DOCUMENT SECTION |
----------------------------------------
Take the case of Dame in New York City, which garnered a lot of attention last year when it sold membership-style NFTs that started at $1,000 to guarantee a weekly reservation. Front of House, the company that facilitated Dame’s NFT sales, structured these sales as an 80/20 profit-sharing partnership. Front of House lists 20 Dame NFTs as “sold out,” which would mean $20,000 in gross sales, of which Dame could have netted somewhere around $16,000 with the 80/20 model before any of the purchasers set foot in the restaurant. It’s worth noting that Dame has since discontinued the program, but did not comment as to why.
IS THIS GOING TO BECOME THE NORM?
It’s still the Wild West out there, and many concepts are unproven. Flyfish Club, the NFT-based members-only restaurant, has yet to open its doors, but you can buy one of the sold-out membership spots on the secondary market for $4,924.71 at the time of writing.
While the physical restaurant will operate like any other members-only restaurant, the NFT format ensures that Flyfish Club earns upfront revenue before opening its doors, as well as continuing to earn revenue if members choose to lease out or resell their membership to the club.
Meanwhile, in January, a press release went out for the launch of the Crypto Culinary Club, a dining events club founded by Iron Chef host Mark Dacascos in partnership with chef Michael Symon with many other big culinary names attached. The release claimed that the club would be where “ultimate fine dining meets crypto viability,” though the Zoom link to the launch event didn’t work, and sales appeared to stop shortly after they began without much explanation. But theoretically, the club will offer members access to in-person and digital events with well-known chefs.
SEEMS COOL BUT I’M NOT SPENDING $1,000 FOR A TABLE…
If you’re NFT-curious but don’t have money to burn, food and tech journalist Kristen Hawley urges people to “look for the utility.”
----------------------------------------
COLLECTED MATERIAL |
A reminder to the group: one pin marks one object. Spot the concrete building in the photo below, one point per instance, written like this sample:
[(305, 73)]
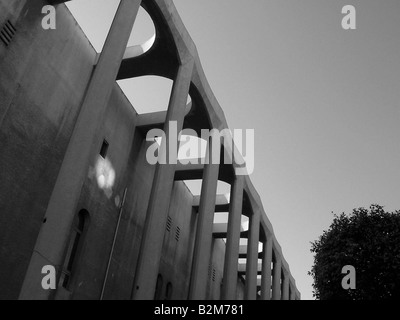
----------------------------------------
LIST OF TASKS |
A: Do these statements agree with the passage on restaurant NFTs? Answer yes or no for each, and quote the exact words from the passage that decide it.
(i) Dame's membership-style NFTs started at $1,000.
(ii) Flyfish Club has already opened its doors.
(iii) Dame explained why it discontinued its NFT program.
B: According to the passage on restaurant NFTs, which company facilitated Dame's NFT sales?
C: Please carry the passage on restaurant NFTs forward from its final sentence.

ANSWERS |
A:
(i) Yes: "sold membership-style NFTs that started at $1,000 to guarantee a weekly reservation"
(ii) No: "has yet to open its doors"
(iii) No: "has since discontinued the program, but did not comment as to why"

B: Front of House facilitated Dame's NFT sales.

C:
Hawley cites Starbucks’s new loyalty program Odyssey as a good example of such utility. In this experimental model, coffee drinkers have the opportunity to go beyond earning points for buying coffee to redeem for more coffee.
The most passionate Starbucks fans can participate in interactive games to earn stamps that are NFTs by another name. Stamps will accumulate like traditional rewards points, but allow customers to redeem them for heftier rewards, including coffee classes or even trips to coffee farms. The key difference between this and other programs so far is that users aren’t asked to change their behavior, or buy anything upfront—the way you purchase your coffee stays the same, it’s just the technology powering your rewards that changes. (Update: when the program launched on March 10, NFTs sold out in just 18 minutes!)
Another functional example comes from the wine and spirits world, where NFTs could help undercut counterfeit sales (may I recommend the documentary Sour Grapes?), a practice that costs the industry billions of dollars each year. Three large Champagne houses recently announced that they were joining an NFT marketplace called WineChain, which allows collectors to buy bottles directly from the producers with an NFT attached that verifies their authenticity.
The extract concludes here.